━━ VORLIEGENDER TEXT ━━

Stellung von Subs oder Tops: Wird in der Szene Unterwürfigkeit / Dominanz in die Realität übertragen?

Als im Frühjahr ein Politiker im vorgerückten Alter auf die eigentlich unverschämte Frage einer jungen, hübschen Journalistin, ob er denn nicht zu alt für den Job sei, mit Anspielungen auf deren Äußeres konterte, die in anderen Situationen als mehr oder weniger platter Anfang eines Flirts verstanden werden konnten, schwappte eine Debatte über Sexismus in der Gesellschaft über das Land. Heiß diskutiert wurde, ab wann eine Bemerkung über Geschlechtermerkmale oder die Attraktivität dazu dienen ein Machtverhältnis, eher zwischen Männern - in einflussreicher Position - und Frauen zu markieren. Mann kann es sich halt rausnehmen.
Vielleicht gibt es eine Analogie auch bezogen auf SM: Geht es manchem nicht vielleicht ähnlich, wenn es darum geht, sich bezüglich SM zu outen? Stecken nicht, neben der Angst als pervers oder abartig abgestempelt zu werden, Bedenken dahinter, dass man sich dumme Sprüche von unverständigen Kollegen anhören muss, die in unpassender Weise auf Devotheit oder Lust am Leiden anspielen?
Interessant wird es auch, wenn man manche flapsige Bemerkung unter SMern aufschnappt, wo gern mal witzelnd die SMige Rolle, sofern bekannt, eingeflochten wird, und sei es, dass die Sklaven beim Stammtisch ja notfalls knien können, wenn die Stühle ausgehen. ob der Witz noch in Ordnung ist oder eine Schwelle überschreitet, ab der die grundsätzlich auch jedem SMer eigene Würde verletzt zu werden droht, liegt da immer im Ohr des Empfängers und Hirn des Senders. Aber pusht nicht mancher auch gerne, angetörnt von seinen 24/7 Sehnsüchten, entsprechende Kommentare vor Anderen oder provoziert mancheR D(/u)om(/me) Mit-SMer gerne mal solche Sprüche, um seine eigene Rolle herauszukehren, sich darin sonnen zu können?

━━━
━━ GESPEICHERTE DATEN ━━

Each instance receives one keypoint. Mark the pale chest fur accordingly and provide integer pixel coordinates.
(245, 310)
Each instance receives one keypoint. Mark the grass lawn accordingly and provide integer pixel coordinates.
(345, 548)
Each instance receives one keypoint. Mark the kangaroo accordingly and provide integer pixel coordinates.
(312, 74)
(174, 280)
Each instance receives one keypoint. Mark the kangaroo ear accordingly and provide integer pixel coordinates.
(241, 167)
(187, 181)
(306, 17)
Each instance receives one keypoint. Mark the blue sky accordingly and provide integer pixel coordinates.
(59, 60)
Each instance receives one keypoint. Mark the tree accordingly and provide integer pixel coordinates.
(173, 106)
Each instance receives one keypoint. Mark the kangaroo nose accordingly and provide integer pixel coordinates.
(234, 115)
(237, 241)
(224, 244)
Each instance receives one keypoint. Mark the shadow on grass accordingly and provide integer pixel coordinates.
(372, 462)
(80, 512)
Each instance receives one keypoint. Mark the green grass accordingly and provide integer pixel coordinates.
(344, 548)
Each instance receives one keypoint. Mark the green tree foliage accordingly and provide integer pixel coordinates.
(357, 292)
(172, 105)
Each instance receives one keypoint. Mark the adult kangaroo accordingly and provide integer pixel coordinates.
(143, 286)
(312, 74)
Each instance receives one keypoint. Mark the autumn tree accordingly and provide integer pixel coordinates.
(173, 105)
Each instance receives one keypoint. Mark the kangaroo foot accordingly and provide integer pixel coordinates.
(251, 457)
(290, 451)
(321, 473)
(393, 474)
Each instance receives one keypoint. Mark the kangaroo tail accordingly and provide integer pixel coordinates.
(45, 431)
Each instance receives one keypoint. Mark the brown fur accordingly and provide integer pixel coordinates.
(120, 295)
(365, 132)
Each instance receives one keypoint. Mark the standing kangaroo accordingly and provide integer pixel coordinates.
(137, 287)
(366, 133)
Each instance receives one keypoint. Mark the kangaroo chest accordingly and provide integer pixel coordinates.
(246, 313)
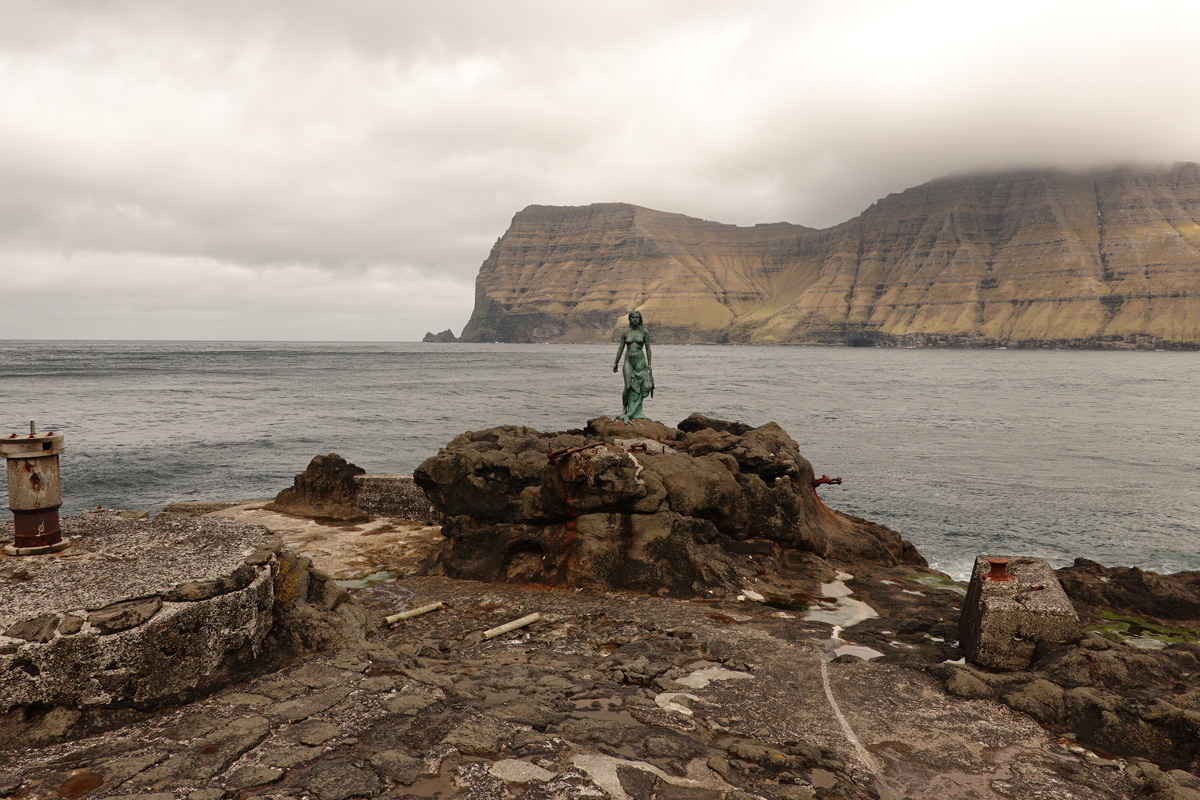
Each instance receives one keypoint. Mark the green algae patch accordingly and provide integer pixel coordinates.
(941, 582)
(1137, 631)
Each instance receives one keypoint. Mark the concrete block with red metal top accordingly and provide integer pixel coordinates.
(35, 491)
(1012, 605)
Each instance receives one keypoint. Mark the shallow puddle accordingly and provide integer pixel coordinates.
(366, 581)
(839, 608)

━━━
━━ GESPEICHERTE DATEN ━━

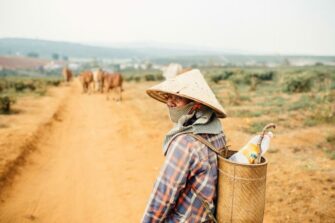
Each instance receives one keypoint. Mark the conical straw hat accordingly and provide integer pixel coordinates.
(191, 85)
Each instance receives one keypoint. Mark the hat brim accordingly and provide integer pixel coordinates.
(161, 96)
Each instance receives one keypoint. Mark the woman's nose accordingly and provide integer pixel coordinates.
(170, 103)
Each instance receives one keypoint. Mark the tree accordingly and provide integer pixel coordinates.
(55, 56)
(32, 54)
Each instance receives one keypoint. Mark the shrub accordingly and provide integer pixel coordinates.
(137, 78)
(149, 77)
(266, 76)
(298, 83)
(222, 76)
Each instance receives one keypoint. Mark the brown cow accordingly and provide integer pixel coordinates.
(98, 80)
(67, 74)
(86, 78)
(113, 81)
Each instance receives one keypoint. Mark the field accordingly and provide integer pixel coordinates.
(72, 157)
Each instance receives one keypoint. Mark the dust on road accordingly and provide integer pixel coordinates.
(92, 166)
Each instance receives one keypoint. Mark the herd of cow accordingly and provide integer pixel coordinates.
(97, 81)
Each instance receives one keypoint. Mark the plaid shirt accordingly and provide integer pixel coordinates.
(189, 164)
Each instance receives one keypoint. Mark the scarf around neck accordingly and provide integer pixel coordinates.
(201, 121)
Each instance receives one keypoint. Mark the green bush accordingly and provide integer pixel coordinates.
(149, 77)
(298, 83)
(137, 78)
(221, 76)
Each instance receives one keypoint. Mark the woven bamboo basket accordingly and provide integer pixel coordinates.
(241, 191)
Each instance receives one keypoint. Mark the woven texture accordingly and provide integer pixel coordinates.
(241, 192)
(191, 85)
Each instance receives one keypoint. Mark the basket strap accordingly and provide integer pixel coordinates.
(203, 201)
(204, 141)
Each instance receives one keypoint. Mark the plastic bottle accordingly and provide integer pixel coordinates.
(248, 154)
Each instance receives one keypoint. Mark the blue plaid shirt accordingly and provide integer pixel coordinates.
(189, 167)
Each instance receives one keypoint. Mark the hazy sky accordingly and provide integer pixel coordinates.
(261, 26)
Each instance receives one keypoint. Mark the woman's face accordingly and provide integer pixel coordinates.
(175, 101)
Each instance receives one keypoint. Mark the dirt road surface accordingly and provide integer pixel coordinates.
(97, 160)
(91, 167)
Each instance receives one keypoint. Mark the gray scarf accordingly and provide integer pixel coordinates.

━━━
━━ GESPEICHERTE DATEN ━━

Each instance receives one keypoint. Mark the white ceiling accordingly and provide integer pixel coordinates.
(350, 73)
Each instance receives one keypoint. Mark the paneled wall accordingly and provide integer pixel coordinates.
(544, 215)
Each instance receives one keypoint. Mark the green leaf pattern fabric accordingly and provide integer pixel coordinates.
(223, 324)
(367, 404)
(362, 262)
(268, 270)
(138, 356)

━━━

_ZU BEARBEITENDE AUFGABE_
Prüfen Sie, ob diese Aussagen mit dem Text übereinstimmen: (a) Die Sexismus-Debatte setzte im Frühjahr ein. (b) Die Journalistin wird als älter beschrieben. (c) Ob ein Witz in Ordnung ist, liegt laut Text im Ohr des Empfängers und Hirn des Senders. Antworten Sie jeweils mit Ja oder Nein und zitieren Sie die entscheidenden Worte des Textes wörtlich. Die Einträge stammen aus einer anderen Quelle als der Text.

_BEARBEITETE AUFGABE_
(a) Ja: „Als im Frühjahr ein Politiker im vorgerückten Alter“
(b) Nein: „einer jungen, hübschen Journalistin“
(c) Ja: „liegt da immer im Ohr des Empfängers und Hirn des Senders“